— The exercise —
Write out every line of the rows below again, requests included, adding 102 to each point coordinate in the answers. Leave the numbers in the requests and their format samples unchanged.

====== Source material

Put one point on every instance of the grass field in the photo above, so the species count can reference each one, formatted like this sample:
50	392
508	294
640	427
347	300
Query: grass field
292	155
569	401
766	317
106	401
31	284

============

— Answer for this exercise —
Put one point on every instance of the grass field in the photo above, so the species count can reference each one, formatted like this sample:
50	392
508	294
640	427
347	300
Query: grass field
394	257
671	503
868	419
208	503
133	386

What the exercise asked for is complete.